■ **What to do**
Recast the items below, from the line with "Could you point out the man's nose" through the end of the items, as a Markdown table with the columns Row and Line. Give one numbered row per line, skipping blank lines and leaving out the pictures.

(Collected data entries)
· · · · ·

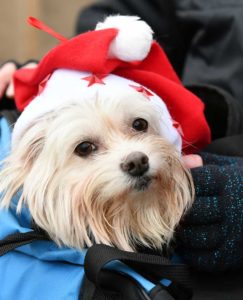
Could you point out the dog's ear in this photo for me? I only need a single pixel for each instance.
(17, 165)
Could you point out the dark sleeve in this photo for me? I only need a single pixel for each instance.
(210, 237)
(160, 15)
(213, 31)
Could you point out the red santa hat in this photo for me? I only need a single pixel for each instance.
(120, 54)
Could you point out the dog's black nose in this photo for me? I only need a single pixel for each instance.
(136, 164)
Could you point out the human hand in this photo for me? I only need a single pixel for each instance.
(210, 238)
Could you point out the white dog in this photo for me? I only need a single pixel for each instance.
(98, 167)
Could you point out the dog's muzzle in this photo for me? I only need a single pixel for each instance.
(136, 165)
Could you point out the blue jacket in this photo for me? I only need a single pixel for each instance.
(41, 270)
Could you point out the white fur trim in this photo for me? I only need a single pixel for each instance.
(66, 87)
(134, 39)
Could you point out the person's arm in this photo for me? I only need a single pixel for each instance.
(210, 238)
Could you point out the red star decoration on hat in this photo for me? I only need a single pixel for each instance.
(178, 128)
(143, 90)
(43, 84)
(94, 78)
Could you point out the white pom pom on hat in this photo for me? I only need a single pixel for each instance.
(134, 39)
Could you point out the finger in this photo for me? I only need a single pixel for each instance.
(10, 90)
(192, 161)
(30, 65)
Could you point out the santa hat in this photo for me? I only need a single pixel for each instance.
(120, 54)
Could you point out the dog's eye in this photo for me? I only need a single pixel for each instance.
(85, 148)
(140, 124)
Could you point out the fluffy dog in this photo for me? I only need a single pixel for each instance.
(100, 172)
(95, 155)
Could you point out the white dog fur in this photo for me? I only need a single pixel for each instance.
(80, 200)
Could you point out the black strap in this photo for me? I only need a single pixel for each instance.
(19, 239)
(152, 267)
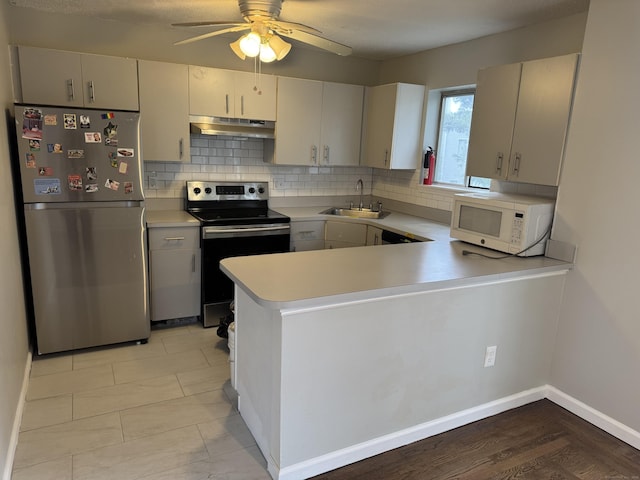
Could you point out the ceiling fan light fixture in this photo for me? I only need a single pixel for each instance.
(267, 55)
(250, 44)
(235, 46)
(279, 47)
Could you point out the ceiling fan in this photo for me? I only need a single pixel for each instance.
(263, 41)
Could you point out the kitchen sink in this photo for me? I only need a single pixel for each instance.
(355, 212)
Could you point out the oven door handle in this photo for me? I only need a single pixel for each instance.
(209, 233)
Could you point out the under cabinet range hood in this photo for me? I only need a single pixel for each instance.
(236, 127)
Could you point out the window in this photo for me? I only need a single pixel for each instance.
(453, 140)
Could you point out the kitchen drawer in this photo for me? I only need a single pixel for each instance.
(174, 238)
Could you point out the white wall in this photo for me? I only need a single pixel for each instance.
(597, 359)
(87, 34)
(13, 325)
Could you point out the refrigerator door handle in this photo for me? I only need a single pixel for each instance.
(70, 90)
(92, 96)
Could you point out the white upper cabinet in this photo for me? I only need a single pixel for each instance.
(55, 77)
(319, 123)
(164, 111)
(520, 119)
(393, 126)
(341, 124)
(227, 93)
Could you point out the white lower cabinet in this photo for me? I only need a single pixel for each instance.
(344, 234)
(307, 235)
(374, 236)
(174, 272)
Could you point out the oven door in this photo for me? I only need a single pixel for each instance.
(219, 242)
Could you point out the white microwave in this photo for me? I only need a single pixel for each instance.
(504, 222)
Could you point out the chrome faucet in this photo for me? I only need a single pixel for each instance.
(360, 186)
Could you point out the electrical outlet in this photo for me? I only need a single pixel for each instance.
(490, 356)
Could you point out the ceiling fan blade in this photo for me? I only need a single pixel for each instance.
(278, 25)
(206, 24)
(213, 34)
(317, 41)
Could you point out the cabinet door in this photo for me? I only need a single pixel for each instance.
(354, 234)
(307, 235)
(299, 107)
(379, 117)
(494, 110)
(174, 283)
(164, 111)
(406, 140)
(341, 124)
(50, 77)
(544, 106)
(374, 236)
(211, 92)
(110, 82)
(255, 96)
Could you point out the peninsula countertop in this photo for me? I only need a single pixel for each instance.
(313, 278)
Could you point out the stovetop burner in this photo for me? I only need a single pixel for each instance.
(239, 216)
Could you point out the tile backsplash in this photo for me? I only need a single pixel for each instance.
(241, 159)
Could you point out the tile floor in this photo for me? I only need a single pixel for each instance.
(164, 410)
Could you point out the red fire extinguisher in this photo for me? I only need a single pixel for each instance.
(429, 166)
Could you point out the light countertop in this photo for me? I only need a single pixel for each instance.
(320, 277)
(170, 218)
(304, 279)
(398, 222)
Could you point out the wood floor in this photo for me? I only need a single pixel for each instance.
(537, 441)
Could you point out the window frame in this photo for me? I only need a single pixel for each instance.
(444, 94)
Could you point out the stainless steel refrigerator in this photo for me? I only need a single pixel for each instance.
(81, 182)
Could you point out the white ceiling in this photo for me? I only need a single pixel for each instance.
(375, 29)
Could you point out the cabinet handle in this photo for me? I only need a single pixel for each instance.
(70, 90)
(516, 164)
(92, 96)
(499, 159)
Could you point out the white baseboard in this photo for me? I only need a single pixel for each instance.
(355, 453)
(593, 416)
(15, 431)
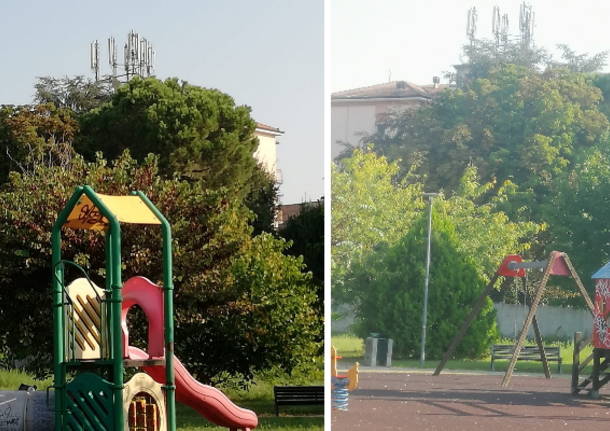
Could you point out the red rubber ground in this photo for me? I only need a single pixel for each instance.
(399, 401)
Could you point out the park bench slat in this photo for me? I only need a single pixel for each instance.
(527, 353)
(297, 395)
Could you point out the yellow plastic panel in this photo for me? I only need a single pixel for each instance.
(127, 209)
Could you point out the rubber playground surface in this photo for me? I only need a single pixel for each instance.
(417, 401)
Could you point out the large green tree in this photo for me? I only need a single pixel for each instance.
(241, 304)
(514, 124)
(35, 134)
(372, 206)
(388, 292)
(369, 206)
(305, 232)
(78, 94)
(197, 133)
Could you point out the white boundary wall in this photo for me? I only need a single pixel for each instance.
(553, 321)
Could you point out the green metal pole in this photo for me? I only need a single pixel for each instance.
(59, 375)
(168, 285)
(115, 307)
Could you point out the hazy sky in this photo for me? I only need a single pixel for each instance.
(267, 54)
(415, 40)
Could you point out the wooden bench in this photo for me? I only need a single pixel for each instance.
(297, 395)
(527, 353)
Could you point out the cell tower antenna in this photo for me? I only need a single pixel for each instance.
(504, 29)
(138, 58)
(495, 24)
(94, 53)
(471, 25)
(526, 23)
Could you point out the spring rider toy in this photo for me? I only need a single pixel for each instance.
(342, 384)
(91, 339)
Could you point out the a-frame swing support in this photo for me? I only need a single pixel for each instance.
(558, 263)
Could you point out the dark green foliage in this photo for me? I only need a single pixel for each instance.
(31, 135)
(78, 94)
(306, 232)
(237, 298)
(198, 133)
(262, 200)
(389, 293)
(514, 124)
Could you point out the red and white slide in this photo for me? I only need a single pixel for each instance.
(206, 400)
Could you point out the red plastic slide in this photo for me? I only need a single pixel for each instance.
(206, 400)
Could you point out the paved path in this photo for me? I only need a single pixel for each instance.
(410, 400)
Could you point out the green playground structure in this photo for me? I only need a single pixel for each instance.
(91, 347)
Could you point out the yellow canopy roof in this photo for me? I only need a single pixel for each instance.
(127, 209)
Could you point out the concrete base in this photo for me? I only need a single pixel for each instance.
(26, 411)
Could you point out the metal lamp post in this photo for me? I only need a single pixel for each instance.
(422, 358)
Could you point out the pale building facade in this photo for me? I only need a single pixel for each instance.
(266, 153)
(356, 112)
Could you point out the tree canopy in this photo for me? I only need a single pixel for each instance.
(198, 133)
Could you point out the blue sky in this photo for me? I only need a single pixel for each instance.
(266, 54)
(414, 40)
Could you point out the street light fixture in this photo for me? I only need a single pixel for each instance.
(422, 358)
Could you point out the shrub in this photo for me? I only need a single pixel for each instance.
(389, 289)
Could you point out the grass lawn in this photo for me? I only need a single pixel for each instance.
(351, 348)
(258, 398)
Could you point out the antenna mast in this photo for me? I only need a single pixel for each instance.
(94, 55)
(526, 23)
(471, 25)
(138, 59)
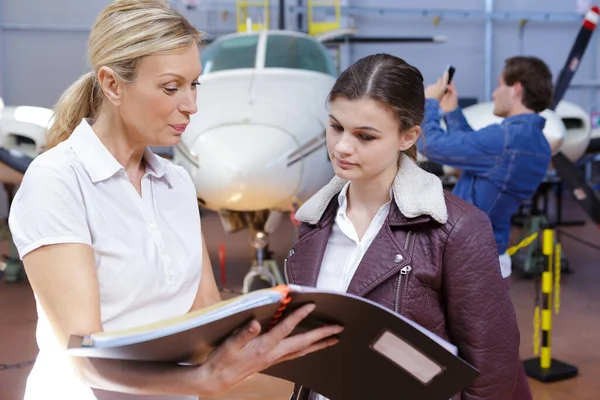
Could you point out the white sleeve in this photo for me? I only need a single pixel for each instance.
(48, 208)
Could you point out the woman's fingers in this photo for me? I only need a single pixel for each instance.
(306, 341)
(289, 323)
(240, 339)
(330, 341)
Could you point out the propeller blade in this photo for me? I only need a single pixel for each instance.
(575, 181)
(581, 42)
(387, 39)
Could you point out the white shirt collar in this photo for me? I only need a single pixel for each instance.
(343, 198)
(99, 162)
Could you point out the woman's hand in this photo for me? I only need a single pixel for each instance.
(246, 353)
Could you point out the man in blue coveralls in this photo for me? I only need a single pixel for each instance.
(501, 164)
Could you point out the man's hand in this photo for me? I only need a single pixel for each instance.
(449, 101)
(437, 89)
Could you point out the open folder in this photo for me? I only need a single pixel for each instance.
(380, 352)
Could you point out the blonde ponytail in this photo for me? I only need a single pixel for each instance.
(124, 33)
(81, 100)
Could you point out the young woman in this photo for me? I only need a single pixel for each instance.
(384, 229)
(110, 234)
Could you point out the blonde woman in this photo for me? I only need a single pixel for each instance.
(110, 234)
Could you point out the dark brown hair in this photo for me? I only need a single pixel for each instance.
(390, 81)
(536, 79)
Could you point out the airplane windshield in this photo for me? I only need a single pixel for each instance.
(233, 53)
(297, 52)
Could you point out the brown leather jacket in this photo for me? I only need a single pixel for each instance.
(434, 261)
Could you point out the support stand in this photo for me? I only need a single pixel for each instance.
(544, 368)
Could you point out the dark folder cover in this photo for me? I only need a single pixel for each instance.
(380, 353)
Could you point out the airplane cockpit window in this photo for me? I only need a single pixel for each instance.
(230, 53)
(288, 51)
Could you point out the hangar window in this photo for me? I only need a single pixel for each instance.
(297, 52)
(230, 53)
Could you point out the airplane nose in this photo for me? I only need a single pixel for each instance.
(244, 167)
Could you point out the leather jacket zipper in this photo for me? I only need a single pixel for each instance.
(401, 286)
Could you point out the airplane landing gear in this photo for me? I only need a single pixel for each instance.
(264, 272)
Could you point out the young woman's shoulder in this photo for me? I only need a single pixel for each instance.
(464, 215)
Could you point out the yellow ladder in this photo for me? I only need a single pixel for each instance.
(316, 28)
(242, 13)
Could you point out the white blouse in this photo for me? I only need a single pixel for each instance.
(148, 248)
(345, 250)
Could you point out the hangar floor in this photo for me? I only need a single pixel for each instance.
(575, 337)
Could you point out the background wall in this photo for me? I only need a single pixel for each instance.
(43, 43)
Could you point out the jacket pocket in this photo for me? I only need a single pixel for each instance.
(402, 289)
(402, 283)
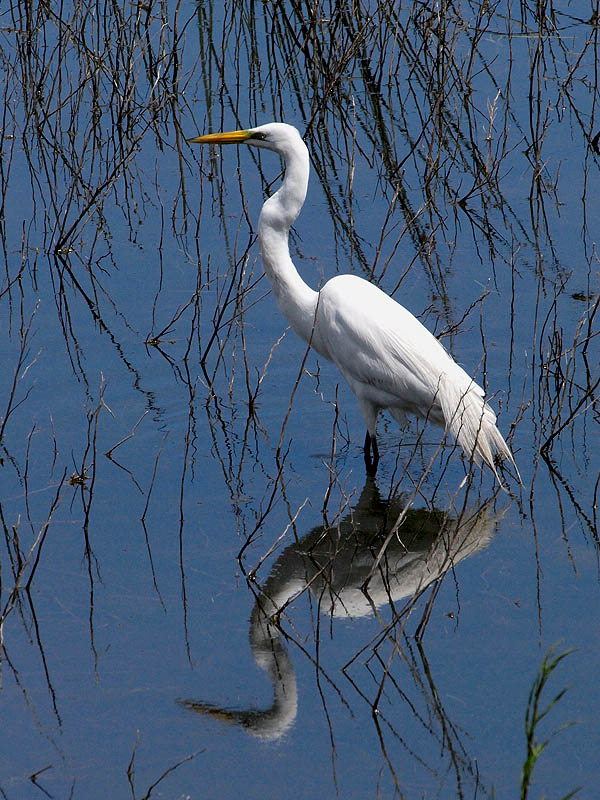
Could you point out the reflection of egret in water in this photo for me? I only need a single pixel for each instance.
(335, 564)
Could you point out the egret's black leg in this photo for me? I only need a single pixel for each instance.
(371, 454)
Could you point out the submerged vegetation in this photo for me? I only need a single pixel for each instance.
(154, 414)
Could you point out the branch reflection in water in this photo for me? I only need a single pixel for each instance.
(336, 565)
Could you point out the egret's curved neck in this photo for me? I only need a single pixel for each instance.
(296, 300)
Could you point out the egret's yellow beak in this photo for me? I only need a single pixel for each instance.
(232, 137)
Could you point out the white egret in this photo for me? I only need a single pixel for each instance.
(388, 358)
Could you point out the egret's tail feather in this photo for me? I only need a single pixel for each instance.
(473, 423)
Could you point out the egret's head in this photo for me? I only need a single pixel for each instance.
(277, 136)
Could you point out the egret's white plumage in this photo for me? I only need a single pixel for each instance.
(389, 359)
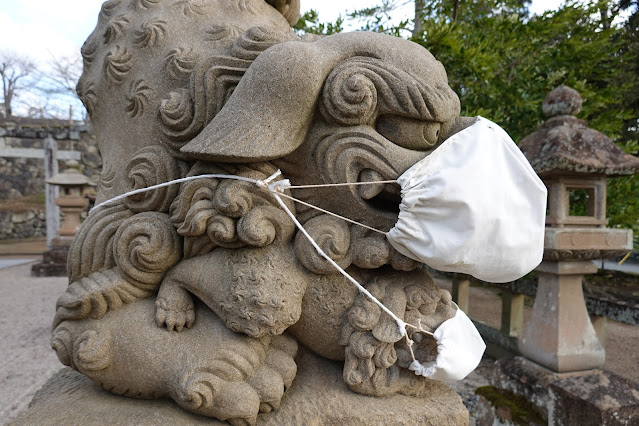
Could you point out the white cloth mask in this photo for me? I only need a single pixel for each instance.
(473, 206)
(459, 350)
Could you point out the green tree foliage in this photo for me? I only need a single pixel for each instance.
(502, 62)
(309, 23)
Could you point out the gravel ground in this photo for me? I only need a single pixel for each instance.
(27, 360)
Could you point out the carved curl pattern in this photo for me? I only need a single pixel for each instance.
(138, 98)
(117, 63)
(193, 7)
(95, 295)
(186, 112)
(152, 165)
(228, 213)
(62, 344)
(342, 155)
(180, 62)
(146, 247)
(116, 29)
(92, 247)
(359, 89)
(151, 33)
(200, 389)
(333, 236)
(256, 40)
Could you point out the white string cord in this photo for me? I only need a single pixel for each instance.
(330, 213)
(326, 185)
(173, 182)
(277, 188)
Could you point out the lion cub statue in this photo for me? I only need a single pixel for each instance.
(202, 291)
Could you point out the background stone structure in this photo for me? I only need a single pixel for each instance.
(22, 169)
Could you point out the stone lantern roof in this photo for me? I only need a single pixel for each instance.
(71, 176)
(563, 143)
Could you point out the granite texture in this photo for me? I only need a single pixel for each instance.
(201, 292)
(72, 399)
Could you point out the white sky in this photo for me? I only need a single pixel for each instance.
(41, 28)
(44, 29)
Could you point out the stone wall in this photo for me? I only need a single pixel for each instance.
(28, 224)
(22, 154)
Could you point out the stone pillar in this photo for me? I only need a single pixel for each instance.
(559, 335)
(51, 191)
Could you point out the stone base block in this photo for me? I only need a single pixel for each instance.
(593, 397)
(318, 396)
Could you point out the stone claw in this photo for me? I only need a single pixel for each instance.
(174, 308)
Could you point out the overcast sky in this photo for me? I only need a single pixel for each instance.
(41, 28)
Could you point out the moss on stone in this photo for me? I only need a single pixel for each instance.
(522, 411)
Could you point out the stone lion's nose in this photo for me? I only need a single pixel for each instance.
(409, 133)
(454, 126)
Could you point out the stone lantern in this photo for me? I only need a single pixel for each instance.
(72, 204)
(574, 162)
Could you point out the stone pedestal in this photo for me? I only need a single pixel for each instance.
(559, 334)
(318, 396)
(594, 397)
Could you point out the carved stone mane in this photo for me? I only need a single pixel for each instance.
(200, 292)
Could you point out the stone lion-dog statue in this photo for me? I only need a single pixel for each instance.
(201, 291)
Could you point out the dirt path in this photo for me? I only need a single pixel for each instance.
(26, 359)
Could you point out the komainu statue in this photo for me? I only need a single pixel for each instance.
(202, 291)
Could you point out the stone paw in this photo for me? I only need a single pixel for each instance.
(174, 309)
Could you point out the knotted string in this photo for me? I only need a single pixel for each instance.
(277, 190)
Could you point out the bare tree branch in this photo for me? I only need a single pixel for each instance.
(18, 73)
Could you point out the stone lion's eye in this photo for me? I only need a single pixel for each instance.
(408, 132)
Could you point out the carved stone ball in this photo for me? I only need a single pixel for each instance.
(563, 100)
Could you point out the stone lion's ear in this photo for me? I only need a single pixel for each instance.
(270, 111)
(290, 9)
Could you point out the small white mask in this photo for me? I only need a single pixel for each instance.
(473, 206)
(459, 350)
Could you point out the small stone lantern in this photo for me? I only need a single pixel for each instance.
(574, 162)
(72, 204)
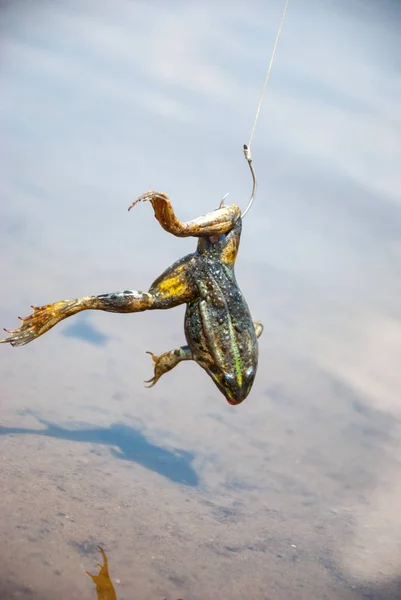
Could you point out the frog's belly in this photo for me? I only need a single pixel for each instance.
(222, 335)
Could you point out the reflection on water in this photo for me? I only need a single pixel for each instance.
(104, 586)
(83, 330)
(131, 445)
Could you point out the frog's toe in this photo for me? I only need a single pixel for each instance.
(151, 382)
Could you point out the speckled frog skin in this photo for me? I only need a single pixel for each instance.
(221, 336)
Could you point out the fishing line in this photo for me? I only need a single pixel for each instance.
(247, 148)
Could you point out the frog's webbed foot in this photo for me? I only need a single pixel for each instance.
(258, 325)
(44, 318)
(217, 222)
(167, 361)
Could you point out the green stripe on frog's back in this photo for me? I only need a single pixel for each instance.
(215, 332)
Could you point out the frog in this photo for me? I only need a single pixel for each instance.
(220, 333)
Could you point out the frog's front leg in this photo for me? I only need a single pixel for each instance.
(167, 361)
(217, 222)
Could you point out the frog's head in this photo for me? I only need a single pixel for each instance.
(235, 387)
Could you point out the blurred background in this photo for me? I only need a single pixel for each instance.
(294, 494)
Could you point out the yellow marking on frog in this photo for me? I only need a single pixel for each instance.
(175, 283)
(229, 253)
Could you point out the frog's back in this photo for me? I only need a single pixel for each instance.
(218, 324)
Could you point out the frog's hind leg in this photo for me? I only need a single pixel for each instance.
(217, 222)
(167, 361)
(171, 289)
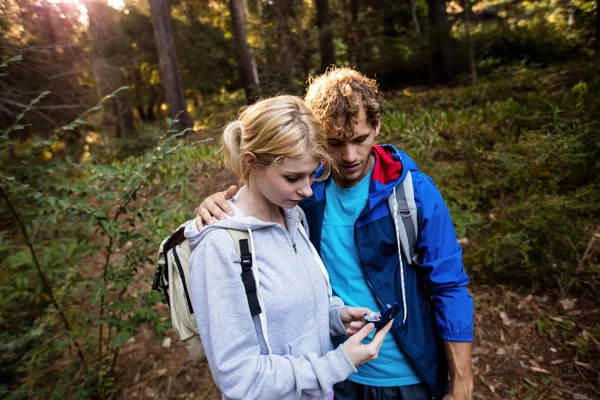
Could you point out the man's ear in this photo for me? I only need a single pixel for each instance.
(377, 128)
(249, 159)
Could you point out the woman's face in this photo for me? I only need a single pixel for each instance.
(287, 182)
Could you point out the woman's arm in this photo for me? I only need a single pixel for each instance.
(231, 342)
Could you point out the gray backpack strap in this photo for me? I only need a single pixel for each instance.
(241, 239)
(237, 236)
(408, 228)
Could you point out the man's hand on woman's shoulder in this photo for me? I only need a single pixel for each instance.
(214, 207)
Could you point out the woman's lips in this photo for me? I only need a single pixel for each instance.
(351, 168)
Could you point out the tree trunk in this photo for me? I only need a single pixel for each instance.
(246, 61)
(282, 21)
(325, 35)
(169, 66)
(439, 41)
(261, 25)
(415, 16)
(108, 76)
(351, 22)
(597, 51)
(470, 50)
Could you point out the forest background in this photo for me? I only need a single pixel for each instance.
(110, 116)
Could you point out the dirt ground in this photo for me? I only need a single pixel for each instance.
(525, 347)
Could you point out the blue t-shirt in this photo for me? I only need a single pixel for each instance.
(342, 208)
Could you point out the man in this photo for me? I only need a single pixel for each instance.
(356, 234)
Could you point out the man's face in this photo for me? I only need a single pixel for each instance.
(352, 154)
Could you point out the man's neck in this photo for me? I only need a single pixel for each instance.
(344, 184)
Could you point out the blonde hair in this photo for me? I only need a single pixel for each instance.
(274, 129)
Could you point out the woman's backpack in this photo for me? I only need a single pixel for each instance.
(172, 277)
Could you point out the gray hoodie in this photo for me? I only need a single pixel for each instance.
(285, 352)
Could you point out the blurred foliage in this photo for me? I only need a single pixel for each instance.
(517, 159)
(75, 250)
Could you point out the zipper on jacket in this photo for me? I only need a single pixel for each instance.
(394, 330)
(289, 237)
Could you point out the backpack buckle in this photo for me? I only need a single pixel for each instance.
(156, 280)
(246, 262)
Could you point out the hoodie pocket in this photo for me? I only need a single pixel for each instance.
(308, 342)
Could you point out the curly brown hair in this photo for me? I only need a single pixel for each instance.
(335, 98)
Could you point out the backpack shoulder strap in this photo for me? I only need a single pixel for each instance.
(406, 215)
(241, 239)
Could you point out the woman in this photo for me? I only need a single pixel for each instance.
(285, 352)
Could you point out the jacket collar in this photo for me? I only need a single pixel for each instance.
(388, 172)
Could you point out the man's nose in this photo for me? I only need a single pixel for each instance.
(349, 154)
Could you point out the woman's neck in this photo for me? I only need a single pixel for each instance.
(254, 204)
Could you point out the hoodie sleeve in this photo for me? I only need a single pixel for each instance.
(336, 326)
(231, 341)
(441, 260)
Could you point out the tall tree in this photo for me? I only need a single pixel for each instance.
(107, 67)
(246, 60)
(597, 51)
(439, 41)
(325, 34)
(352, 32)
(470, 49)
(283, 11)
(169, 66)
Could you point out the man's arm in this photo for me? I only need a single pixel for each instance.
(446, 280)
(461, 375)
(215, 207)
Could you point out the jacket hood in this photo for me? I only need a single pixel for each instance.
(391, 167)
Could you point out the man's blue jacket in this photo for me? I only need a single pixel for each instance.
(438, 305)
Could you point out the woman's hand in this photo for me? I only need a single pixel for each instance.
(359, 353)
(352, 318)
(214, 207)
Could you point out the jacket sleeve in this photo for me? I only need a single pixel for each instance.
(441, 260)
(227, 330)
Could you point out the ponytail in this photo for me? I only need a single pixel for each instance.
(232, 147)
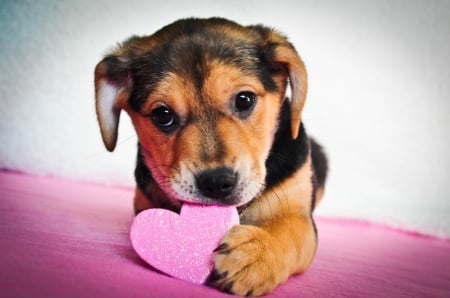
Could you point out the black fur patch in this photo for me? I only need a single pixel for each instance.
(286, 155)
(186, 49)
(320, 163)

· · · · ·

■ **Result for this task**
| Row | Line |
|---|---|
| 1 | Could you point out the man's nose in this photo for me? I only need a single pixel for each instance. |
| 2 | (349, 154) |
| 3 | Could you point out the woman's neck in this photo for me? I only need a single pixel for each instance. |
| 4 | (254, 204) |
| 5 | Could you point out the hoodie sleeve in this photo for me? I only need a single pixel for each instance. |
| 6 | (336, 326) |
| 7 | (231, 341) |
| 8 | (441, 260) |
| 9 | Could you point out the tall tree in this photo for me? I only need a single pixel for each instance. |
| 10 | (107, 67) |
| 11 | (246, 60) |
| 12 | (597, 51) |
| 13 | (439, 41) |
| 14 | (325, 34) |
| 15 | (352, 32) |
| 16 | (470, 49) |
| 17 | (283, 11) |
| 18 | (169, 66) |
| 19 | Could you point out the man's arm in this photo for me? I only need a single pixel for each instance. |
| 20 | (446, 280) |
| 21 | (461, 375) |
| 22 | (215, 207) |
| 23 | Could you point out the jacket hood in this photo for me? I only need a single pixel for each instance. |
| 24 | (391, 167) |
| 25 | Could you point out the man's blue jacket in this photo for me? I only need a single pixel for each instance. |
| 26 | (438, 305) |
| 27 | Could you point out the woman's hand in this photo for me? I only need a single pixel for each instance. |
| 28 | (359, 353) |
| 29 | (352, 318) |
| 30 | (214, 207) |
| 31 | Could you point out the jacket sleeve in this photo for me? I only need a single pixel for each instance. |
| 32 | (441, 260) |
| 33 | (227, 330) |
| 34 | Could you point out the ponytail in this photo for me? I only need a single pixel for each instance. |
| 35 | (232, 147) |
| 36 | Could you point out the black fur patch in this photo for me? I only need a single pixel for each instance. |
| 37 | (286, 155) |
| 38 | (186, 49) |
| 39 | (320, 163) |